_Problem details:_ Lay out as a numbered list each line from the start of the rows below through the line containing "(73, 260), (121, 290)", leaving out blank lines.

_Task data:_
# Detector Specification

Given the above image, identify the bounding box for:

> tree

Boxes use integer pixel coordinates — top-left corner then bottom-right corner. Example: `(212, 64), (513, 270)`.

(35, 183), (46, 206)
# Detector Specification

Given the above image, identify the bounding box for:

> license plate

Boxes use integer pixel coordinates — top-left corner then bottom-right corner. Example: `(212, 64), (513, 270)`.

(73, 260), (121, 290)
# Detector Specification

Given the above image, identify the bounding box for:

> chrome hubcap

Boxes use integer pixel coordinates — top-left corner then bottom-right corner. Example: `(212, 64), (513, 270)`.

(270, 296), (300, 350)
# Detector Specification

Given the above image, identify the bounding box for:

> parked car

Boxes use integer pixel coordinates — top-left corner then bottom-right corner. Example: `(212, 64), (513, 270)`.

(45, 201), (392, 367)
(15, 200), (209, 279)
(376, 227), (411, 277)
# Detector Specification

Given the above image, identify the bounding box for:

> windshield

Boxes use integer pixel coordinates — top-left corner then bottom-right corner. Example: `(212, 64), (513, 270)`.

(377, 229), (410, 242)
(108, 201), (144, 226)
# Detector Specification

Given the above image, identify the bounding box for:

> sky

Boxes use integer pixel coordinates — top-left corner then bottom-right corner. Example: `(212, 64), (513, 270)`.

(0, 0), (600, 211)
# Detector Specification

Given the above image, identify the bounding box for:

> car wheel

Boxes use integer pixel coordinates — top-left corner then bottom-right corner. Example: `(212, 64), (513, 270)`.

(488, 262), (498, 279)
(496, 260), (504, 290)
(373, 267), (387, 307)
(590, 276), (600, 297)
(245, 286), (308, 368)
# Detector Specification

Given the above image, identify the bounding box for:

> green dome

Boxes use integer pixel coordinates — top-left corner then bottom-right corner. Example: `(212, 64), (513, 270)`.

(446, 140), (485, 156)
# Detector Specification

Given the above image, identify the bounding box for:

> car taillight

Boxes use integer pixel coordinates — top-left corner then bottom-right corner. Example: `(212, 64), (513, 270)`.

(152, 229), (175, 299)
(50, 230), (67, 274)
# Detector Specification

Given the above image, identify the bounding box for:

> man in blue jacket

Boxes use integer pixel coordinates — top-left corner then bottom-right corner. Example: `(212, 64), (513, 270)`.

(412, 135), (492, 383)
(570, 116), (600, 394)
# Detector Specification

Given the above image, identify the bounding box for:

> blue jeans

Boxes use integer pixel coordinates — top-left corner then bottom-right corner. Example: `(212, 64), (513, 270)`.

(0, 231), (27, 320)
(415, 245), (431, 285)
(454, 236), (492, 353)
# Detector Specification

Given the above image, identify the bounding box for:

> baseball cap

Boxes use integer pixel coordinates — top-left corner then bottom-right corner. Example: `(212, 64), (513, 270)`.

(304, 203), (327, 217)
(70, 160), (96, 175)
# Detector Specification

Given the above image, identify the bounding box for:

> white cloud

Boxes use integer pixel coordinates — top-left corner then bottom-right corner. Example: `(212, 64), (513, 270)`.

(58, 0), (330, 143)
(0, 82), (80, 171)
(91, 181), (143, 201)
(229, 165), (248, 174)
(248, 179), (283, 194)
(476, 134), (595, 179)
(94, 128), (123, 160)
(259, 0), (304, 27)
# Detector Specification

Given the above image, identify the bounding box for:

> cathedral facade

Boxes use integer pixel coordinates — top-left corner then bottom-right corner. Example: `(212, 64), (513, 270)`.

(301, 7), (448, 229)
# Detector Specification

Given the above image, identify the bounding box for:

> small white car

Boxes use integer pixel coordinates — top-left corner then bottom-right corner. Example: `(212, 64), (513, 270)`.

_Solved problem:_
1. # Detector Specification
2. Given the above image, identify the bounding box for:
3. > tree
4. Boxes use integer pixel coordinates — top-left corner then bottom-right corner. Example: `(212, 64), (513, 270)`.
5. (35, 183), (46, 206)
6. # Detector Specification
7. Given the above image, identify the bounding box for:
8. > license plate
9. Boxes use integer pixel coordinates — top-left corner then bottom-right corner. Example: `(212, 64), (513, 270)`.
10. (73, 260), (121, 290)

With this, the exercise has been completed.